[Start of STORED DATA]
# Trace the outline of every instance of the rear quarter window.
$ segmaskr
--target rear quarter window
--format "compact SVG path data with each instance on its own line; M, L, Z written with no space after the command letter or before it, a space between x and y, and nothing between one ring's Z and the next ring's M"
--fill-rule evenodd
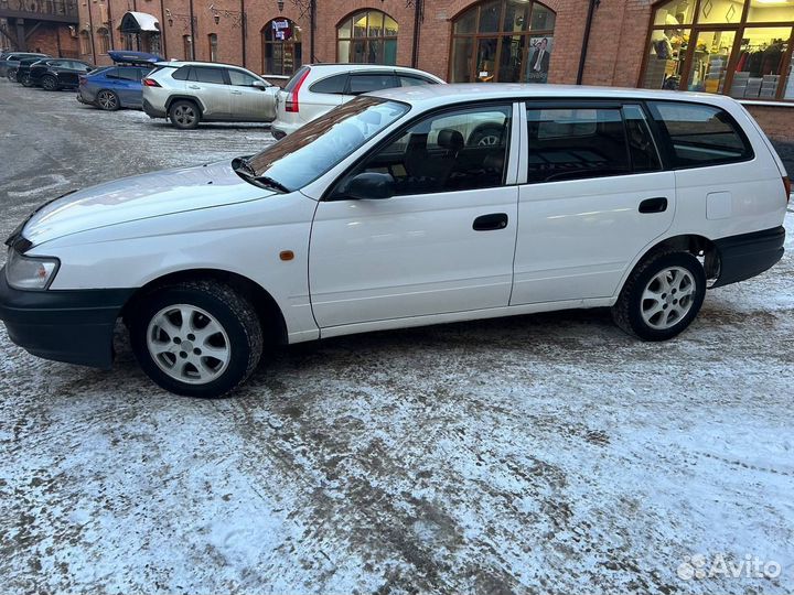
M747 136L723 109L679 101L652 101L650 107L666 137L674 167L721 165L753 158Z
M332 95L342 95L347 86L347 74L329 76L322 80L318 80L309 90L312 93L330 93Z
M289 83L287 83L287 86L285 87L285 90L287 93L292 93L292 90L298 86L298 83L303 78L303 75L309 71L309 66L301 66L298 72L292 75L292 78L289 79Z

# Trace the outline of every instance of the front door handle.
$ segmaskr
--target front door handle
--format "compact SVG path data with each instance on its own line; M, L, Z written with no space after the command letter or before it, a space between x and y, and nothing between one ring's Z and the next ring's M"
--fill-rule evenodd
M480 215L474 219L472 229L474 231L494 231L507 227L506 213L491 213L490 215Z
M667 198L664 196L645 198L640 203L640 213L664 213L665 210L667 210Z

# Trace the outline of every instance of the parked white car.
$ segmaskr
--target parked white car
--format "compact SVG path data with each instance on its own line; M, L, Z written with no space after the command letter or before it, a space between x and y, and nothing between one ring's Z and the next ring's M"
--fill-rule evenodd
M498 142L466 139L498 123ZM676 336L707 286L783 253L786 172L737 101L588 87L363 96L262 152L43 205L9 238L0 318L30 353L215 397L266 340L610 306ZM529 332L528 337L529 337Z
M404 66L310 64L302 66L276 95L276 119L270 131L277 140L282 139L365 93L438 84L443 84L438 76Z
M143 111L176 128L205 122L269 122L277 87L240 66L214 62L159 62L142 83Z

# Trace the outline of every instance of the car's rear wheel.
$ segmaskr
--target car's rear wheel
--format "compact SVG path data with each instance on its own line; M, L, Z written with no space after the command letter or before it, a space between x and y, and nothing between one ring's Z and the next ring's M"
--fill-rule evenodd
M105 111L115 111L119 108L118 95L111 90L103 89L97 93L97 107Z
M42 77L42 88L44 90L57 90L57 79L52 75Z
M201 122L201 110L193 101L180 99L171 104L169 118L176 128L190 130Z
M644 340L666 340L695 320L706 296L706 273L688 252L657 252L632 271L612 306L623 331Z
M215 281L148 294L130 316L136 357L160 387L189 397L222 397L250 376L262 331L250 302Z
[End of STORED DATA]
WHAT THE TASK ASKS
Copy everything from the line containing "# Trace the outline of every instance of the front" down to the line containing "M667 198L664 196L645", changing "front door handle" to "rear door handle" and leaving the rest as it stands.

RESULT BELOW
# Trace the outline of every instance of the rear door handle.
$ segmaskr
--target rear door handle
--format "compact SVG path data with each instance on its own line; M, L, Z written with no space after the command letter or before it, a space between x and y, and nothing between one ring's Z and the next ring's M"
--fill-rule evenodd
M480 215L474 219L472 229L474 231L494 231L507 227L506 213L491 213L490 215Z
M667 198L664 196L645 198L640 203L640 213L664 213L665 210L667 210Z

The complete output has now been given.